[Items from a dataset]

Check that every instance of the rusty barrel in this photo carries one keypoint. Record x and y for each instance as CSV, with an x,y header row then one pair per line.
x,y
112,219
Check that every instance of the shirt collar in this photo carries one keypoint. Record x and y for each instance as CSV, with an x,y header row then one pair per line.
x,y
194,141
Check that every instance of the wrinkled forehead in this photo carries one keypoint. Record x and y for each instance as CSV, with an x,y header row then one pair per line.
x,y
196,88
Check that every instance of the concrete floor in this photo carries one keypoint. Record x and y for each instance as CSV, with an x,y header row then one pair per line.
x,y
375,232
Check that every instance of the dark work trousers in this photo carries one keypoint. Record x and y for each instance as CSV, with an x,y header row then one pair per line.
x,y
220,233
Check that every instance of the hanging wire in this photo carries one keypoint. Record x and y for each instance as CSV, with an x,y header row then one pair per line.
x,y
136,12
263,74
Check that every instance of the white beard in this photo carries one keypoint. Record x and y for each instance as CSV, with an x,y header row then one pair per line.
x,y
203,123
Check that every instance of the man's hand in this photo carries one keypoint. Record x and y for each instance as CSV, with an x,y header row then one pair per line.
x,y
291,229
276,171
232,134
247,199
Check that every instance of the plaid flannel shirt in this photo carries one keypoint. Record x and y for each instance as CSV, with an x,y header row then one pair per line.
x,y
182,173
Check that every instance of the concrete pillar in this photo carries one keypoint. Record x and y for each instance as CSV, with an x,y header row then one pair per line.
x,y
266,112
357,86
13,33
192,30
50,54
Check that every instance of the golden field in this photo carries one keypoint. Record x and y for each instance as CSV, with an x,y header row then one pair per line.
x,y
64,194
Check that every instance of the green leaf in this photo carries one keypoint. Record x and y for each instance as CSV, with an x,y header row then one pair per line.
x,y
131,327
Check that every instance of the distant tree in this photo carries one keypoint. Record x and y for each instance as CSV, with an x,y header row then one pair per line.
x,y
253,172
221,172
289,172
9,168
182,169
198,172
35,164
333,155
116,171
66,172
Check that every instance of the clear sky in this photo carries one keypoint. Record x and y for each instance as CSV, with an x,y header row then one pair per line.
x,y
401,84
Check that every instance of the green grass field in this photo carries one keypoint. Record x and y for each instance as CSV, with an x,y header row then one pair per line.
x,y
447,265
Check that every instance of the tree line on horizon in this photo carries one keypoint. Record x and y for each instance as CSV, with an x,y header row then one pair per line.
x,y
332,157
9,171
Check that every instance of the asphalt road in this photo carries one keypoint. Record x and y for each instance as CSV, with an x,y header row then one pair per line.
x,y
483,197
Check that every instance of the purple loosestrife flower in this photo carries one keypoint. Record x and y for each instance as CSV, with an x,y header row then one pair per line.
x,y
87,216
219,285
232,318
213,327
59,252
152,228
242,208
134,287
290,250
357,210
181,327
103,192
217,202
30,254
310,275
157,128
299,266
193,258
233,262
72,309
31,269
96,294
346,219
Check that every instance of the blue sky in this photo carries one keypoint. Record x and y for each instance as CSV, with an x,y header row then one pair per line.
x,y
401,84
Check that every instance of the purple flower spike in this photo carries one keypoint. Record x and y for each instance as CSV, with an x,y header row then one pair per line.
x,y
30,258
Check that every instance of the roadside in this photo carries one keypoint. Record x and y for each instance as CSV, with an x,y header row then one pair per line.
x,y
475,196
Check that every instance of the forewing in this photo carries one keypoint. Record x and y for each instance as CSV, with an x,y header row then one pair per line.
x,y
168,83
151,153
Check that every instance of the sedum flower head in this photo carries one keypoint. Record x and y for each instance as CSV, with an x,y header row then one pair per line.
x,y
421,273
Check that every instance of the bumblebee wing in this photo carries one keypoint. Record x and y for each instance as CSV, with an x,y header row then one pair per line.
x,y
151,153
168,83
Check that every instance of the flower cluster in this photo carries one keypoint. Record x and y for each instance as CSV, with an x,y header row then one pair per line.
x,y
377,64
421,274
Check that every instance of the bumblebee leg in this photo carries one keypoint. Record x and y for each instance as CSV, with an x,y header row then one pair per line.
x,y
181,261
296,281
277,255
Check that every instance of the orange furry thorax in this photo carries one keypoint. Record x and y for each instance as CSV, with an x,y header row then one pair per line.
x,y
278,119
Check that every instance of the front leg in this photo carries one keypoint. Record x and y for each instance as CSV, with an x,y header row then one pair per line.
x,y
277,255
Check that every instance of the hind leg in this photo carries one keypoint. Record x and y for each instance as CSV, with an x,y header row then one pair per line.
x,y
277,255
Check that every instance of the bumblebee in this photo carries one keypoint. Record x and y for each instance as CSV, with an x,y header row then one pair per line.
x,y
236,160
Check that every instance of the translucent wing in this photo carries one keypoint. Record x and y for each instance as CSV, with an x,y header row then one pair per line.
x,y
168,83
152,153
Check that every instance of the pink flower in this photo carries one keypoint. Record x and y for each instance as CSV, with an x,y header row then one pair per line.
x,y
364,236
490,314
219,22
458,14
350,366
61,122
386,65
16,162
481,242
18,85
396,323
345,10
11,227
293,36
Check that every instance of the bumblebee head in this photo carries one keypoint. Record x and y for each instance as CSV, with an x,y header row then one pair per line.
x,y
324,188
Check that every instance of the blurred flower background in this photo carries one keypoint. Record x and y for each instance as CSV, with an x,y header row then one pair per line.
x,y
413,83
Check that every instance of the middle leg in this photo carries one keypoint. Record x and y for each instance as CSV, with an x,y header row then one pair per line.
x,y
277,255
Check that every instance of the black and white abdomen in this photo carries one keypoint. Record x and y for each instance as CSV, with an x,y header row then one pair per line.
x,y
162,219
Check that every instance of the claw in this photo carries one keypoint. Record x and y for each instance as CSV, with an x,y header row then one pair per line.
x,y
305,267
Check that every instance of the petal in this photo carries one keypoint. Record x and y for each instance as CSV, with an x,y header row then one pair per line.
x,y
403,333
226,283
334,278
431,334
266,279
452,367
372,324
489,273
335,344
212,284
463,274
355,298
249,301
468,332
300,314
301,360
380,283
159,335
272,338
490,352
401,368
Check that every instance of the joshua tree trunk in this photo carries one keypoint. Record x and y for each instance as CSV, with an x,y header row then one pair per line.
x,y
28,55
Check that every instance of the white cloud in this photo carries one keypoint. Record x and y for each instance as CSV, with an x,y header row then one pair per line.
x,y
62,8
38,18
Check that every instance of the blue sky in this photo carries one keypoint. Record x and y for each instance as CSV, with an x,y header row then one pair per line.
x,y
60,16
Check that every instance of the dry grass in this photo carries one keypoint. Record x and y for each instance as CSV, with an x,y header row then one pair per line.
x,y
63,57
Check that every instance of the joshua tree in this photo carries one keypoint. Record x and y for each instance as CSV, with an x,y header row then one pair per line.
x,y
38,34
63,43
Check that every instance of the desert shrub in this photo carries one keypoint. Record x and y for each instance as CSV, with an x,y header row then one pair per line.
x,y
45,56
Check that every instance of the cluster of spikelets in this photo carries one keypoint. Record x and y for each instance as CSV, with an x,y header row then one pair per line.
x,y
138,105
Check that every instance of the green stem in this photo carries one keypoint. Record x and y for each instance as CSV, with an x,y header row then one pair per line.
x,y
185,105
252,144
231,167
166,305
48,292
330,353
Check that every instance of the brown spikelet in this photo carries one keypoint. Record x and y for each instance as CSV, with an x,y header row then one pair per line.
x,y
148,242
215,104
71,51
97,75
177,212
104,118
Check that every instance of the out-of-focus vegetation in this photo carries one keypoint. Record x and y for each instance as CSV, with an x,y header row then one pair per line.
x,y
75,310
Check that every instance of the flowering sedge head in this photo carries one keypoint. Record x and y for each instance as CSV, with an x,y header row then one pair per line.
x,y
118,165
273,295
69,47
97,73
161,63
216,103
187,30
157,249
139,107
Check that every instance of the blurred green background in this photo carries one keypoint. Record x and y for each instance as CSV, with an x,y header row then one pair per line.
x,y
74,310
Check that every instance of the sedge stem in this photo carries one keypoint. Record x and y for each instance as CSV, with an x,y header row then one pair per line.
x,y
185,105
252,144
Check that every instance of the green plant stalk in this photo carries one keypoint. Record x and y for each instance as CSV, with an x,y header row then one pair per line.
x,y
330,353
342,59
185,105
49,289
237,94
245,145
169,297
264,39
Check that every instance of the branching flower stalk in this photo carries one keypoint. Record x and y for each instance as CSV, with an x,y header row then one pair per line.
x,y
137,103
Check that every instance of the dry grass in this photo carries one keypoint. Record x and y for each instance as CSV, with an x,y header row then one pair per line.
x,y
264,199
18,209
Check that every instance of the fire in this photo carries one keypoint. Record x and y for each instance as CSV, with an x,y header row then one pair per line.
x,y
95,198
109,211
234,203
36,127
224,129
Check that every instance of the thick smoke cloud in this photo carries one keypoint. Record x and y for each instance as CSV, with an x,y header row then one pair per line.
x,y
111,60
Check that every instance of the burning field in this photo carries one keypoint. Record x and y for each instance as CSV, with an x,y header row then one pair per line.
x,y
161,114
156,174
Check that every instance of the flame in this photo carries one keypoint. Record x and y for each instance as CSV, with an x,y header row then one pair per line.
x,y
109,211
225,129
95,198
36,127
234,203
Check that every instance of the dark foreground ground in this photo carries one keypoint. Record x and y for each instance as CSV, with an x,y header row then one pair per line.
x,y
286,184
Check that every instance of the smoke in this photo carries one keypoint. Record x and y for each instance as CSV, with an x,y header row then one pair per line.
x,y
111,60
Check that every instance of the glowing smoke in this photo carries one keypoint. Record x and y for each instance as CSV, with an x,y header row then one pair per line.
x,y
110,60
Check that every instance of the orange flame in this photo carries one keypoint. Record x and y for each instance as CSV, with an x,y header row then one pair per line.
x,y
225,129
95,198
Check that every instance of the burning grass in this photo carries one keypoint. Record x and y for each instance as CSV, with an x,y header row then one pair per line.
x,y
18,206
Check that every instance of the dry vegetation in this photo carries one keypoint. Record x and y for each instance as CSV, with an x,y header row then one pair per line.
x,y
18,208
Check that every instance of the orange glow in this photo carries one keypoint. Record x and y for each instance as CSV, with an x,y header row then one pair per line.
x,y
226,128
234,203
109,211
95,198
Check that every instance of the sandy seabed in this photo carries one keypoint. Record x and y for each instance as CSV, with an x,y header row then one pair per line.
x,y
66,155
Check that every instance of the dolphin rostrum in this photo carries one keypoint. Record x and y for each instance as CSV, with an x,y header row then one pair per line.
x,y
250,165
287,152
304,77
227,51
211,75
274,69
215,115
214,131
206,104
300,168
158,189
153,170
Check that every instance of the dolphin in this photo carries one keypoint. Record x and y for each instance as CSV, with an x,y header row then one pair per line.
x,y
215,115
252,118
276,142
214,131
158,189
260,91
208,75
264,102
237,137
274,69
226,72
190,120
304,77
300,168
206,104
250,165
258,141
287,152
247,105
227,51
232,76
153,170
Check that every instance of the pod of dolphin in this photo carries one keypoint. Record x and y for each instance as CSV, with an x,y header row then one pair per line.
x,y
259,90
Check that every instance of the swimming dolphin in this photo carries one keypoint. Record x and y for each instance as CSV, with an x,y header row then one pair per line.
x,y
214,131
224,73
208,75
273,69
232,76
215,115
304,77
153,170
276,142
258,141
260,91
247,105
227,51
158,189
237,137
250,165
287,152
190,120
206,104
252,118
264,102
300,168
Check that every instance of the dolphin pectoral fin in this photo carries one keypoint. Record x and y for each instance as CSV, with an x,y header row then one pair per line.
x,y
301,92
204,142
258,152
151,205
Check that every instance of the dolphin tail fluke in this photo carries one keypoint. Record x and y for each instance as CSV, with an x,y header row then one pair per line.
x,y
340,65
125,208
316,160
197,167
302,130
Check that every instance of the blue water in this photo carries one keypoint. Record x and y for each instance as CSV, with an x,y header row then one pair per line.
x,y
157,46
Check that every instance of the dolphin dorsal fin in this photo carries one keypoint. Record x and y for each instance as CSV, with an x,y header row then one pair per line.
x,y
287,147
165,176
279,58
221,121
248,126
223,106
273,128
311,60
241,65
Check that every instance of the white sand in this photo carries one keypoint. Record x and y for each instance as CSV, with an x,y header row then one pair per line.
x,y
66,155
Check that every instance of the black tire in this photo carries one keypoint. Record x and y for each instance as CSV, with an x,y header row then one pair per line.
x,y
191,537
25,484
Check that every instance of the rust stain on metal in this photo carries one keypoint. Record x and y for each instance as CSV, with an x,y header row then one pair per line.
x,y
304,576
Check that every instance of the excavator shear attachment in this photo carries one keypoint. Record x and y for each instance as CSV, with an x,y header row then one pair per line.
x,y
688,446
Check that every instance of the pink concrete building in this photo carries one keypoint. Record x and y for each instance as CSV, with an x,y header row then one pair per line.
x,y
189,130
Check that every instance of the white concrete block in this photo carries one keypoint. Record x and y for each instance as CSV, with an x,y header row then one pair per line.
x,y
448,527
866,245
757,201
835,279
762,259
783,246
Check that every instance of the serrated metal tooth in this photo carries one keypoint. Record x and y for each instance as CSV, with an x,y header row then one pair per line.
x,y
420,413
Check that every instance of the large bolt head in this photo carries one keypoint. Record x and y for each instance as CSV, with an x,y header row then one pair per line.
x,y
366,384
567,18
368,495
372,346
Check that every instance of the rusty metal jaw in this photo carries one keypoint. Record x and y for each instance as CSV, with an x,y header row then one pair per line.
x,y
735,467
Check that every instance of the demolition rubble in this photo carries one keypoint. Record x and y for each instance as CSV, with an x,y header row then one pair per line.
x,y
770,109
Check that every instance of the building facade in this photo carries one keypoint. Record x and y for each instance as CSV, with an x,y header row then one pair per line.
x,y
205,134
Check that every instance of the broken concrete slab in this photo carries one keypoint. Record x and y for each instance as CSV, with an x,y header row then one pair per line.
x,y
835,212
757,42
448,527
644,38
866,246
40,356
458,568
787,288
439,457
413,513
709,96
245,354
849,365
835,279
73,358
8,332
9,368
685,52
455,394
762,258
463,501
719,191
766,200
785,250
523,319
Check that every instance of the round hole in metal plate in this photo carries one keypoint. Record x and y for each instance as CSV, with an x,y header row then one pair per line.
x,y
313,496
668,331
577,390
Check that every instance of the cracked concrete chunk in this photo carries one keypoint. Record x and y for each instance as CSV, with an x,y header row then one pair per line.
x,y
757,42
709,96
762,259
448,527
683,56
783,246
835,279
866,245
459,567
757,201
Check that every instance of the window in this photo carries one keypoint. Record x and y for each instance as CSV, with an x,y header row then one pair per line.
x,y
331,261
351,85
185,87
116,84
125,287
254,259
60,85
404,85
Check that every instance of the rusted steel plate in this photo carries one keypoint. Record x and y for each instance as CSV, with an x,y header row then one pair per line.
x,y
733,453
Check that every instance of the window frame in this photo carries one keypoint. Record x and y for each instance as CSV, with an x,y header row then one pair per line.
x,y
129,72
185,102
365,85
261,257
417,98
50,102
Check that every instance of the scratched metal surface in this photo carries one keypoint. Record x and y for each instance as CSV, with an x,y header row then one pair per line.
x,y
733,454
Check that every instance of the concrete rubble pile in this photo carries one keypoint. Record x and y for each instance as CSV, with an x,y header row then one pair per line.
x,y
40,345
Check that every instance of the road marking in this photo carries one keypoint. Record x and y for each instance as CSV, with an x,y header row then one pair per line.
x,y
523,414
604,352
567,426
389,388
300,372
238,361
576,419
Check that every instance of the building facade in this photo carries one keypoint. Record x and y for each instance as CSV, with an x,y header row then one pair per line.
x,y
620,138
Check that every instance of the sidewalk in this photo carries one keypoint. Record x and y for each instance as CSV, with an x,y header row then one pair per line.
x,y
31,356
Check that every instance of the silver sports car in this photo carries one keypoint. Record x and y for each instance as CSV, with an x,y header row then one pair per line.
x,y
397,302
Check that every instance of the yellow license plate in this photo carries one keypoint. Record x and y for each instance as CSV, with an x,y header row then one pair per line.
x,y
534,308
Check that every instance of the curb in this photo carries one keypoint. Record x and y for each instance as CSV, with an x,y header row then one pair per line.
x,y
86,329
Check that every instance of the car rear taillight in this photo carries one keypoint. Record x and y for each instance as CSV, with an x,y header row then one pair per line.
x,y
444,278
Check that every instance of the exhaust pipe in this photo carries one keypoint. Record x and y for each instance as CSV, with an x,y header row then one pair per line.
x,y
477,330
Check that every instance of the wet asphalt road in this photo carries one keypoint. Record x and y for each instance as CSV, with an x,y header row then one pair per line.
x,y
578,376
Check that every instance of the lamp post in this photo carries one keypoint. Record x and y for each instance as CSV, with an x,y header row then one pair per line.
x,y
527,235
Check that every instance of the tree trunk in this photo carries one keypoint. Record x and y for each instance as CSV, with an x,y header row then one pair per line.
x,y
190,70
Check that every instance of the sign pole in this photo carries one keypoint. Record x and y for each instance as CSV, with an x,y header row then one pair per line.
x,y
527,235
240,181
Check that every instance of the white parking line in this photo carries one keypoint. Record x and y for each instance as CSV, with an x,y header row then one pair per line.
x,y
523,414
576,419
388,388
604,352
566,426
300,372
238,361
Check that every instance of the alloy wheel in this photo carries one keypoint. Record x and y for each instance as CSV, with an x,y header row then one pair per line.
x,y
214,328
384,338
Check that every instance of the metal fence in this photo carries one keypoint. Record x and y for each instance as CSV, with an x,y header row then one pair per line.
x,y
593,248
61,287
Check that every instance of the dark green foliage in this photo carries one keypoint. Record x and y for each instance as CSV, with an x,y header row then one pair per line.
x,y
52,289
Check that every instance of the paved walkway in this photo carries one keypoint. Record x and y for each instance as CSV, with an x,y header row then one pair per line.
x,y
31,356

# Exercise aim
Your task is to write out the lines from the one with "Check that every instance of the paved" through the end of the records, exactly and with nothing added.

# Response to this task
Check that every instance of the paved walkway in this photo carries one keypoint. Record x and y for each instance as CSV, with an x,y header row then one pair per line.
x,y
31,356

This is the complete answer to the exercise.